- [THE TASK] From the rows below, output only the part that opens with the line containing "Note: locate the flush" and closes with the line containing "pixel 218 297" as a numbered list, leaving out any blank lines.

- [DATA SHOWN]
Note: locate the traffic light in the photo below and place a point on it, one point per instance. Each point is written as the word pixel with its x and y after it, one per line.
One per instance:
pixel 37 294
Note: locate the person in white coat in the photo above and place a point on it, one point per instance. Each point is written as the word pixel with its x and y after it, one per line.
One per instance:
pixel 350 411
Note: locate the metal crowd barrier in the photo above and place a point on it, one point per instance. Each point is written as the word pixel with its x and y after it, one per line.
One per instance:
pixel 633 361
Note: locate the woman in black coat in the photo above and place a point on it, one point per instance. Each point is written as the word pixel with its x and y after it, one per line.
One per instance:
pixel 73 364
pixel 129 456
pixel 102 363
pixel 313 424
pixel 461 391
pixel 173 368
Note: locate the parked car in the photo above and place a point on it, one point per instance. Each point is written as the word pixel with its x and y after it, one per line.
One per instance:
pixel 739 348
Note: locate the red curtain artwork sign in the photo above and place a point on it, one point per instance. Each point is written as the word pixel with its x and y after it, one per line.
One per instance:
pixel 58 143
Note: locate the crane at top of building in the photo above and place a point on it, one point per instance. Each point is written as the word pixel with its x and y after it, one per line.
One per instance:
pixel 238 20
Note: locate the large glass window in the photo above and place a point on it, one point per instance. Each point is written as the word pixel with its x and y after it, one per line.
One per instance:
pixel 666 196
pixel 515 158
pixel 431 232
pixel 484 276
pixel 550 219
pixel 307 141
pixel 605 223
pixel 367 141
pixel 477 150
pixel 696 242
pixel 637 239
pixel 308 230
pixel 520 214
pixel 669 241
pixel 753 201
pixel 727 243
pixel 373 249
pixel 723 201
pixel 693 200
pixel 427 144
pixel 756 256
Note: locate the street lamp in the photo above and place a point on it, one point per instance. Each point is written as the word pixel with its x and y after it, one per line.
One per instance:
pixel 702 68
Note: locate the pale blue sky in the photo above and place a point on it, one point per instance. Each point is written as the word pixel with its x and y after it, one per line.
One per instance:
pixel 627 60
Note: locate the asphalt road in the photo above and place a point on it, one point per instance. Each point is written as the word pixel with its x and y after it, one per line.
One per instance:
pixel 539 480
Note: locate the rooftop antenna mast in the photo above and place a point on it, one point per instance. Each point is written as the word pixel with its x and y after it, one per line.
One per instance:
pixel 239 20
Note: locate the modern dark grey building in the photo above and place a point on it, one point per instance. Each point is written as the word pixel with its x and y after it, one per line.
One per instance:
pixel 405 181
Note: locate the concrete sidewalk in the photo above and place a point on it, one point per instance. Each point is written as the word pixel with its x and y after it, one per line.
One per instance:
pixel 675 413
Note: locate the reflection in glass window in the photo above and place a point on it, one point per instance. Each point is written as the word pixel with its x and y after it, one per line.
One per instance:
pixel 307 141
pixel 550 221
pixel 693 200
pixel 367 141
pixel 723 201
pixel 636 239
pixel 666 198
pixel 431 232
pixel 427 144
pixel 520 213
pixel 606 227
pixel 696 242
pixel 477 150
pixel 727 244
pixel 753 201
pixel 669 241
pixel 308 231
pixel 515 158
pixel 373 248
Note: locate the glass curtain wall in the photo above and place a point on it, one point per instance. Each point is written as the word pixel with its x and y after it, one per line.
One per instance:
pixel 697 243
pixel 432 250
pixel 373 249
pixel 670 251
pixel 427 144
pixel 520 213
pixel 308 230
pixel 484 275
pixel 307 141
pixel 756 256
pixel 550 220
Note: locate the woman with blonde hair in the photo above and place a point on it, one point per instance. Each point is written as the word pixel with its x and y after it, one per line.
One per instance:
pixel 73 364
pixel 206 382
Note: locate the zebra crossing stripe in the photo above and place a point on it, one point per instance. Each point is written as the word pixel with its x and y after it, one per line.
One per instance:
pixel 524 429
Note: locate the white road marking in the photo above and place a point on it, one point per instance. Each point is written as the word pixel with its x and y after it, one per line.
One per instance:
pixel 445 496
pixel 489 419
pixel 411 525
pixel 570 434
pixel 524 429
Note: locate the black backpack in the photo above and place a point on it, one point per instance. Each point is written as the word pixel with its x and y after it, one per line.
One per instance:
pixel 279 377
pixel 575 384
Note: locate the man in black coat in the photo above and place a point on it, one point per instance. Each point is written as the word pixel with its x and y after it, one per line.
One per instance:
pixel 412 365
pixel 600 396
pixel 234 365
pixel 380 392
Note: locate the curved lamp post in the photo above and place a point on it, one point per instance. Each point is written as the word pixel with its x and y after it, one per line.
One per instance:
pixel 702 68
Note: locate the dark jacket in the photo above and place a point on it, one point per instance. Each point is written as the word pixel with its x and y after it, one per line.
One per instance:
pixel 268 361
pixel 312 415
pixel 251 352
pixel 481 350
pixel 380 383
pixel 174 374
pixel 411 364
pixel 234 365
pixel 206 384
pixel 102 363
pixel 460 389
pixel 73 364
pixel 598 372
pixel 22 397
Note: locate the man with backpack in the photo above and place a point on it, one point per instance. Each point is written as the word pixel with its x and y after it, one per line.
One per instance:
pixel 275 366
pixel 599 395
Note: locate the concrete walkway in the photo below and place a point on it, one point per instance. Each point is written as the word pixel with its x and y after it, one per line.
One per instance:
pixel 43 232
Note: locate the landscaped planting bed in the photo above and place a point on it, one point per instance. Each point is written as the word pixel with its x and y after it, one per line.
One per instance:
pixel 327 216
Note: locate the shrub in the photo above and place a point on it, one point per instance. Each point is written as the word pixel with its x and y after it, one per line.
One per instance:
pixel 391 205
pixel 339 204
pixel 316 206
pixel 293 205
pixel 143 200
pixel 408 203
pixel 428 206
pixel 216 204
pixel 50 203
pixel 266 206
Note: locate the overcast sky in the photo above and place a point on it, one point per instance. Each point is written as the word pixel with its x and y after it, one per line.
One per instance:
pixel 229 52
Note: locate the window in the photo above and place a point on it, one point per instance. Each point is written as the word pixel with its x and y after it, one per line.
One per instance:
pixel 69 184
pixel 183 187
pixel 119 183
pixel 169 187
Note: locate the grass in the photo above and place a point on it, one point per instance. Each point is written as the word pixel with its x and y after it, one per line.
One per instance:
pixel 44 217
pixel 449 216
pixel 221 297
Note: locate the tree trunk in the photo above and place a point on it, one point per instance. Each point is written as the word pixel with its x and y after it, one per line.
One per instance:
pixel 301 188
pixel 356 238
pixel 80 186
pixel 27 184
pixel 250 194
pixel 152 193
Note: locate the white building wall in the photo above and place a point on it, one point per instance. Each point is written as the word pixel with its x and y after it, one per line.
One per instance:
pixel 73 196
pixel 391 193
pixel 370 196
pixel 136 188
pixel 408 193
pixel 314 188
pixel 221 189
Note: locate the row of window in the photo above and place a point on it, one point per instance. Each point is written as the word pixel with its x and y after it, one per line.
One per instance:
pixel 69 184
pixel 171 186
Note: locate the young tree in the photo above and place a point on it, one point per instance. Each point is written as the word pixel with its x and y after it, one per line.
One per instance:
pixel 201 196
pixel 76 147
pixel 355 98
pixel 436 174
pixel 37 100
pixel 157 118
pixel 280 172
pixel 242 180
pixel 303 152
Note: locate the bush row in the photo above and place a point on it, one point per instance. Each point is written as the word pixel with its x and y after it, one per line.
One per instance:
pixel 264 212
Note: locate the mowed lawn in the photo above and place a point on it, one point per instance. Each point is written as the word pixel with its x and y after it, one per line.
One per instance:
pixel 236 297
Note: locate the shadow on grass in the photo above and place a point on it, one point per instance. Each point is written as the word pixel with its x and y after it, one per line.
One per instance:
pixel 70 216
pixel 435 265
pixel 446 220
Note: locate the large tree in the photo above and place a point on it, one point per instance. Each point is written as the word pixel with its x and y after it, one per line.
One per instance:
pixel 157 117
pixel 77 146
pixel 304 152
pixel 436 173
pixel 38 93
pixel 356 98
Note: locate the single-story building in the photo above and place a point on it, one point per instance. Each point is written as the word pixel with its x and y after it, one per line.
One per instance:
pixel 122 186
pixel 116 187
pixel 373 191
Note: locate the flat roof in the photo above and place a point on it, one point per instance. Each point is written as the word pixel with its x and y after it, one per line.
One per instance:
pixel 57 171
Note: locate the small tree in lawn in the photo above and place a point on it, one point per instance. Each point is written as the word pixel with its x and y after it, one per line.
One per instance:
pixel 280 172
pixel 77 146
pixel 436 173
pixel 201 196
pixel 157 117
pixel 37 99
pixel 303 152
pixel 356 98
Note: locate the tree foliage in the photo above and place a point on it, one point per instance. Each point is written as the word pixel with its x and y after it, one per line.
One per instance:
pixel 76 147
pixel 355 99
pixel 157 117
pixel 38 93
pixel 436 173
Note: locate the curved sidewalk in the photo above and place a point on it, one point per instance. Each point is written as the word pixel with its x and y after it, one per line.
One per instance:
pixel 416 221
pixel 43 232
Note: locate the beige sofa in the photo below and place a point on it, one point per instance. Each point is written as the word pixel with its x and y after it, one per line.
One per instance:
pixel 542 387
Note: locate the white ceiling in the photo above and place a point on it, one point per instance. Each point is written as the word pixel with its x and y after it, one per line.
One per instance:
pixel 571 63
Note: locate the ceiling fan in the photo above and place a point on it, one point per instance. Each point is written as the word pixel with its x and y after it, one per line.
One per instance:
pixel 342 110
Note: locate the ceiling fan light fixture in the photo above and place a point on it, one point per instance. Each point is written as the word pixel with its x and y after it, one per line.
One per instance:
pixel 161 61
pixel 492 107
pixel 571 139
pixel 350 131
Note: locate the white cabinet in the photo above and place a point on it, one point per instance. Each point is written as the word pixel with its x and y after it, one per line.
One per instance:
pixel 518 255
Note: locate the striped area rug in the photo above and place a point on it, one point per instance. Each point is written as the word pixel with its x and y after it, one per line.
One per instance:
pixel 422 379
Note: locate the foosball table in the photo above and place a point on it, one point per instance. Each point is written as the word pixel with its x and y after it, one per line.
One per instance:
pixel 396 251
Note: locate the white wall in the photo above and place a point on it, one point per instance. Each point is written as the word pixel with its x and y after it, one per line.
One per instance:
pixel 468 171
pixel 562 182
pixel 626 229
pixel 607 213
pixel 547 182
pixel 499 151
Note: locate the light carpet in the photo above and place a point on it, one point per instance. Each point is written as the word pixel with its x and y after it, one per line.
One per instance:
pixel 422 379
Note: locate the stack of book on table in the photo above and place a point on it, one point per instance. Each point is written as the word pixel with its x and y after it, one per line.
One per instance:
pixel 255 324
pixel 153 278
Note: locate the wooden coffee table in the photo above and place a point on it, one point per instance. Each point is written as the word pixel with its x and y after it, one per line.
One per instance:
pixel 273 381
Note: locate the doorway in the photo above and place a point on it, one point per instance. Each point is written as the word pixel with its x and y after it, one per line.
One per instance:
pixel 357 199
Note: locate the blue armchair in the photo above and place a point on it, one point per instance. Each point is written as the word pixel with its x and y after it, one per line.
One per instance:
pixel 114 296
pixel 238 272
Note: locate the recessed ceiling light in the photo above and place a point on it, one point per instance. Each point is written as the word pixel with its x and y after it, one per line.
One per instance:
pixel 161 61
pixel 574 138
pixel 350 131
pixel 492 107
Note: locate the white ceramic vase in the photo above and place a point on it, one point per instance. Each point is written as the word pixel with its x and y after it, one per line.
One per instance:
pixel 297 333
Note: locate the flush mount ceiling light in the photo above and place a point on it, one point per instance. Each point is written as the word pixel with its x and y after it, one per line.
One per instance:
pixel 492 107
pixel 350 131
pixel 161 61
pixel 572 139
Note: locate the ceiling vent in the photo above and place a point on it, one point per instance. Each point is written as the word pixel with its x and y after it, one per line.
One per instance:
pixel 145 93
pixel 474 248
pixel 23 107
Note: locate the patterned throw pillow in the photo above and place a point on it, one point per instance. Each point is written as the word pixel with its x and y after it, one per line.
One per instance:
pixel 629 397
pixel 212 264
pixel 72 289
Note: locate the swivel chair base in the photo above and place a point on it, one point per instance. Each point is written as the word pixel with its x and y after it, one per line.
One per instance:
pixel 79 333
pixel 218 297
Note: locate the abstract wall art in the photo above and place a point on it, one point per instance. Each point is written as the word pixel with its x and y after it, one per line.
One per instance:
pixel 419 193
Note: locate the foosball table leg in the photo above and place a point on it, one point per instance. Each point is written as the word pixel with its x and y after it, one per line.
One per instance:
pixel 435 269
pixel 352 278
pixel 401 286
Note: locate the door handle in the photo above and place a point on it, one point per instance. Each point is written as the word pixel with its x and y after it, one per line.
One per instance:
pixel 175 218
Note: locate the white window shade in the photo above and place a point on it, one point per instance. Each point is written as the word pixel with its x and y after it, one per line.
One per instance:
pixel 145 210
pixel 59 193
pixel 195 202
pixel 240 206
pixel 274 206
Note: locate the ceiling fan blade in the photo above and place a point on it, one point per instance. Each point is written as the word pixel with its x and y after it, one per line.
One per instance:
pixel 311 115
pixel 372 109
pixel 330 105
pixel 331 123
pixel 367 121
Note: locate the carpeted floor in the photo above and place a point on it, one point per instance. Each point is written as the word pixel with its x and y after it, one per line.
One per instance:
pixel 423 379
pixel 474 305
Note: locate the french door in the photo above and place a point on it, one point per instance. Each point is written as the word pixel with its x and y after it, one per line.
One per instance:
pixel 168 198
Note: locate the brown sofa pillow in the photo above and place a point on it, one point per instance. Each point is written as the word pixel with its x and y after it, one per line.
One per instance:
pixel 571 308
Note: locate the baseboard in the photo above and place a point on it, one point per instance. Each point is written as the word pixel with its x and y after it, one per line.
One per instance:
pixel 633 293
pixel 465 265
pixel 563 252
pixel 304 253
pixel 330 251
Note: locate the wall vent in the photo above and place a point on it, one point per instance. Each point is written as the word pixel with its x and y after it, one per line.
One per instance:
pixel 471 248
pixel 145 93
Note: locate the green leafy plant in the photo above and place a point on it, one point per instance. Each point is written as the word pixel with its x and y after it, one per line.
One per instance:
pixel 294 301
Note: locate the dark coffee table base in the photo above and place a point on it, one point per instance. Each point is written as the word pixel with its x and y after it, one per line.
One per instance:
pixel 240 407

- [FINAL RESULT]
1. Note: locate the flush mount ceiling light in the photo above and place a point on it, one point per instance. Each point is written as the word pixel with its x and y after it, one per line.
2. One per instance:
3. pixel 492 107
4. pixel 350 131
5. pixel 161 61
6. pixel 572 139
7. Note: locate the ceiling vent in the photo above and place a point on it, one point per instance. Each point is written as the word pixel with its x and y after it, one per line.
8. One per instance:
9. pixel 145 93
10. pixel 474 248
11. pixel 23 107
12. Note: locate the patterned throw pillow in the photo above and place a point on it, one point per instance. Each point is written as the word pixel with its x and y after it, one per line.
13. One per instance:
14. pixel 629 397
15. pixel 212 264
16. pixel 72 289
17. Note: locate the swivel chair base in the photo above and place a point on it, one point per instance. Each point is written as the word pixel with its x and y after it, one per line.
18. One per instance:
19. pixel 79 333
20. pixel 218 297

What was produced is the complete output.